Text shown:
━━━━━━━━━━━━━━━━━━━━━━━━━━━━━━

Is there a way to differentiate between the suffix A and suffix B rear axles?
I looked at that. Home made roof. Firewall shagged. Wasp nests in the head ports. Original carby tho. Solex. No exhaust manifold. I was thinking about getting it for the tub but the one ive got is better. I couldnt really justify the asking price for what i thought it was worth. Good for parts tho i thought. Good on ya.![]()
Is there a way to differentiate between the suffix A and suffix B rear axles?
Not that i know of. They are mostly all the same as far as i know.
I know there were differences in front axles. The swivel pins were different but due to them being assembled in Aust the cut off points were very blurred so to speak
The simple answer is to look at the number stamped on the axle (if you can find it).
Looking at the parts book, although it distinguishes the change by vehicle suffix not axle suffix, it seems that there are differences, although it is likely not all happened at the same time. These include the change from BSF to UNF for the spcial bolts mounting the differential to the axle housing (and probably elsewhere as well), and changes to the arrangements for preload on the pinion bearings.
However, it will be hard to see the difference between the two axles and they are fully interchangeable, although some of the parts may not be.
The only major change was for vehicle suffix H which went to the Series 3 axle. Note that for 109 Series 2a the salisbury axle was an option from about suffix F. Also note that 88 and 109 axles are not interchangeable - the 88 springs are under the chassis, the 109 springs are next to it!
And add the usual rider - your 2a is around 50-60 years old, and unless you have documented history, you never know whether the axle assembly (or anything else) is what it had when it left the factory!

━━━━━━━━━━━━━━━━━━━━━━━━━━━━━━

Data supplied:
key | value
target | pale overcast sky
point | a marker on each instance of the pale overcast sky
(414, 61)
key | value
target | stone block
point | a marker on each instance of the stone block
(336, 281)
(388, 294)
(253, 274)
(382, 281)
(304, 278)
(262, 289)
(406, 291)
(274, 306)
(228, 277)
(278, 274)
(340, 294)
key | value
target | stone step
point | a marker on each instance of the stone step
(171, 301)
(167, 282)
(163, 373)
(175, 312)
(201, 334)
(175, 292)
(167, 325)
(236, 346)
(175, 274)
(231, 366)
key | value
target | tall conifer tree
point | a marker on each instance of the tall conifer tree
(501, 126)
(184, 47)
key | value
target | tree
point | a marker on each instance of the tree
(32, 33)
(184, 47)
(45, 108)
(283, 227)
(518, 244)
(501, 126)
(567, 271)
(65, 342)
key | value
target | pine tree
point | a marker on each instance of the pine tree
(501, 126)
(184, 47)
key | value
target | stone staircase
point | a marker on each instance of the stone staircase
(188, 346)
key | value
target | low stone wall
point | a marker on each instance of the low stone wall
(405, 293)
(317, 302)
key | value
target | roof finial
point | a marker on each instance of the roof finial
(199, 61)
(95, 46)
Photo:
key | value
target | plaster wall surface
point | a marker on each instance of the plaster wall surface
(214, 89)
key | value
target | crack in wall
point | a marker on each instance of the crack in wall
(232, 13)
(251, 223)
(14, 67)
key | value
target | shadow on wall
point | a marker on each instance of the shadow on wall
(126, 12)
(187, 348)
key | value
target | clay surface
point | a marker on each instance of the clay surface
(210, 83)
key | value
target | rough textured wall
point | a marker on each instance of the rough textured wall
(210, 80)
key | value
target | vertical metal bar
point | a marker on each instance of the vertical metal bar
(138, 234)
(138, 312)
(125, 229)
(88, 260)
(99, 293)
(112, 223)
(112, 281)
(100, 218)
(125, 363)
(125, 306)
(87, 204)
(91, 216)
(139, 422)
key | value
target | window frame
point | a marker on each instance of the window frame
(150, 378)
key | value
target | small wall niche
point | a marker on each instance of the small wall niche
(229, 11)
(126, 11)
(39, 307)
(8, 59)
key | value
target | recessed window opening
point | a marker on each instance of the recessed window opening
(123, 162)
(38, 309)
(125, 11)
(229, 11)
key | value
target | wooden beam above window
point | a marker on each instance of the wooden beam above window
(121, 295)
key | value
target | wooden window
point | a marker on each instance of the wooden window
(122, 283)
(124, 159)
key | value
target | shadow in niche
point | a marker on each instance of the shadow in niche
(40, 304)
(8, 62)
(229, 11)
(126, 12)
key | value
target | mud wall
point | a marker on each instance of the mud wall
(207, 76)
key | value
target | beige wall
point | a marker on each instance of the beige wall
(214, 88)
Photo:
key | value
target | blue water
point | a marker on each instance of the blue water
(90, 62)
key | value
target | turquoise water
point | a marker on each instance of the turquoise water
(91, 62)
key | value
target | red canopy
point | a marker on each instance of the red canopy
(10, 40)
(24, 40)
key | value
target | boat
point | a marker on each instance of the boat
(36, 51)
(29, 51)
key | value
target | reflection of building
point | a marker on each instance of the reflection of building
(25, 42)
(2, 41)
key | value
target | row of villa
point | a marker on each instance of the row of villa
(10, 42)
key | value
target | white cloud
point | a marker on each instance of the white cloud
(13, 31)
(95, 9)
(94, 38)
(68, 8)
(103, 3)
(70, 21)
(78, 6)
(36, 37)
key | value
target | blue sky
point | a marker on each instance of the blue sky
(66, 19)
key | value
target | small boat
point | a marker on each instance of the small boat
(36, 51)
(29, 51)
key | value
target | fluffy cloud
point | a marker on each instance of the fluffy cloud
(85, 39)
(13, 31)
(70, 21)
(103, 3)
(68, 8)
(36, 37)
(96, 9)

━━━━━━━━━━━━━━━━━━━━━━━━━━━━━━

Things to do:
1. In the forum discussion about rear axles:
(a) What make is the original carburetor on the vehicle described in the second post?
(b) Which vehicle suffix went to the Series 3 axle?
(c) Where are the springs on the 88 and on the 109?
2. Can you reproduce the forum discussion about rear axles word for word, between "I looked at" and "Good on ya.![]()", inclusive?

Responses in order:
1.
(a) Solex.
(b) Suffix H.
(c) On the 88 they are under the chassis, and on the 109 they are next to it.

2.
I looked at that. Home made roof. Firewall shagged. Wasp nests in the head ports. Original carby tho. Solex. No exhaust manifold. I was thinking about getting it for the tub but the one ive got is better. I couldnt really justify the asking price for what i thought it was worth. Good for parts tho i thought. Good on ya.![]()